- [PROVIDED TEXT]:
— Start —

# Self study 9

## Libraries
For this task you will need the RDFLib libraries. You can find the documentation at this [link](https://rdflib.readthedocs.io/en/stable/). After installing it, you can execute the following command.

In [65]:
from rdflib import Graph
from rdflib.term import BNode, Literal, URIRef
from rdflib.namespace import RDF

## Tasks
In this task you are expected to collect some RDF graphs from web and merge them into a local RDF graph. 

We will use RDF graphs from DBLP, a web site describing bibliographic data about scientific article in computer science. Each researcher has an associated DBLP person ID. For example, the person ID of Daniele is 57/8026. The code can be used to create Daniele's IRI: [http://dblp.org/pid/57/8026](http://dblp.org/pid/57/8026). Starting from here, it is possible to access different representations of the resource by adding a file extension. For example:

* By adding ".html", one can access the HTML page describing Daniele: [http://dblp.org/pid/57/8026.html](http://dblp.org/pid/57/8026.html)
* By adding ".rdf", one can access the XML/RDF page describing Daniele: [http://dblp.org/pid/57/8026.rdf](http://dblp.org/pid/57/8026.rdf)
* By adding ".ttl", one can access the Turtle page describing Daniele: [http://dblp.org/pid/57/8026.ttl](http://dblp.org/pid/57/8026.ttl)

### Task 1
The code below constructs a simple crawler to start from a person and collect all articles written by that person or their coauthors (i.e., only using two types of links: authorOf and coCreatorWith). To fulfill the task you should extend it as follows:

* Select about 5 teachers or project supervisors you have worked with. 
* Identify their DBLP personal identifiers, and consequently their IRIs.
* Collect the RDF describing them and combine them in a RDF graph
* Analyse the graph (i.e. iterate over the graph and check its content) to answer the following questions:
    * How many articles have they authored?
    * Who is the person who co-authored with more people?
    * What are their Google Scholar IDs?

### Task 2
Starting from the IRIs of the people you used in Task 1, create a co-author network, i.e., a graph describing who wrote papers with whom. In this graph, the nodes represent people, and the edges indicate that the two nodes wrote an article together. Create this graph as a knowledge graph, using the Graph class from RDFLib. 

In detail:

* Use the profiles you used in Task 1 as seeds, and collect their RDF graphs.
* Populate the co-author network with the information about the co-authorships. For each author, store its IRI and the Literal with the name of the author.
* Develop a strategy to decide the next person to crawl.

— End —

- [EXCERPTED DATA]:

— Start —

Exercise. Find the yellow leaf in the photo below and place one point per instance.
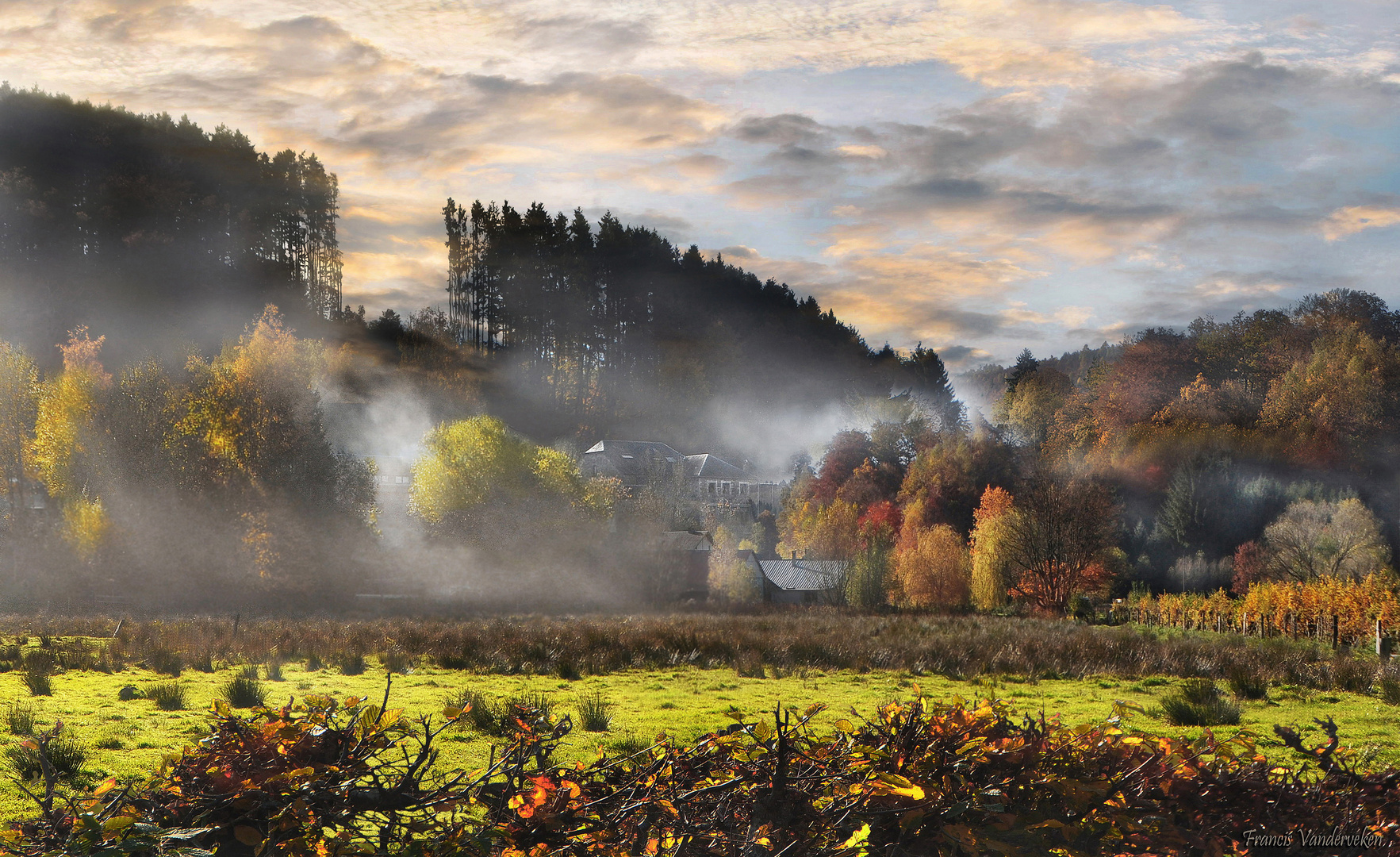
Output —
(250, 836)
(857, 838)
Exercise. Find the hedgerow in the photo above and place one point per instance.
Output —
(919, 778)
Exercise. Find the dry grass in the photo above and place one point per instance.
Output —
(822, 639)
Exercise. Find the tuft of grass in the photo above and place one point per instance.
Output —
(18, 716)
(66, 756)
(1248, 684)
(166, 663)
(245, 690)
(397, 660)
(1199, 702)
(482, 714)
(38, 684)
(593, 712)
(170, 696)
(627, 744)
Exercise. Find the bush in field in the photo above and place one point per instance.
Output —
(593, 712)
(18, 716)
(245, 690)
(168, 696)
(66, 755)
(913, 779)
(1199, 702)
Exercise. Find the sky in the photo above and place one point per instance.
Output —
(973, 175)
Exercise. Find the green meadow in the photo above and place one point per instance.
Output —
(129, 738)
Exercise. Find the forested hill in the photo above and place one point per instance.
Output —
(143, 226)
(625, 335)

— End —
— Start —

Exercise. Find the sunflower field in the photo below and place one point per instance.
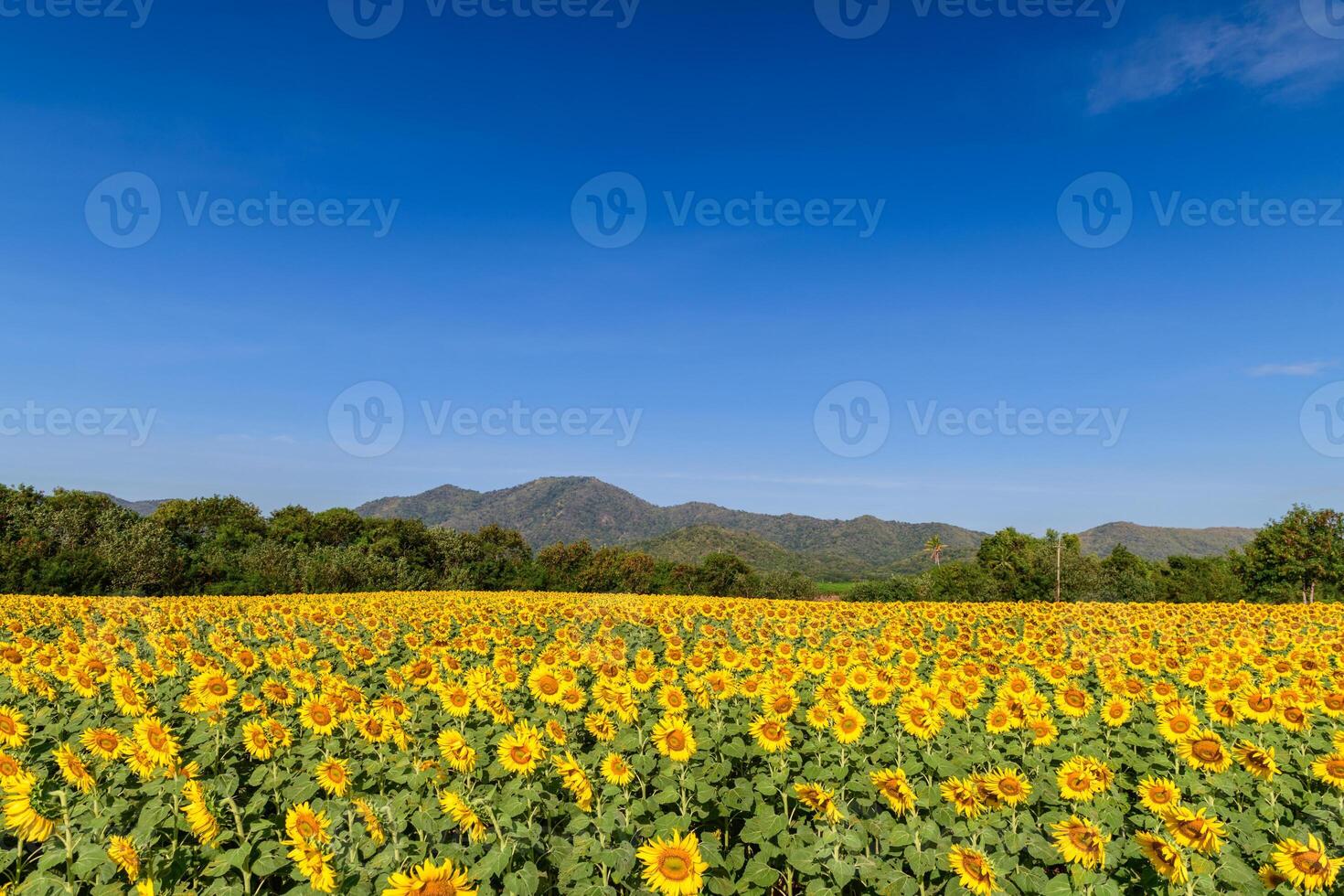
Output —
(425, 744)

— End —

- [REQUIRED TASK]: Rewrite the self-study text from "## Libraries" to "the following command.", replacing "documentation" with "reference manual". Use only the text, not the records.

- [WRITTEN SOLUTION]:
## Libraries
For this task you will need the RDFLib libraries. You can find the reference manual at this [link](https://rdflib.readthedocs.io/en/stable/). After installing it, you can execute the following command.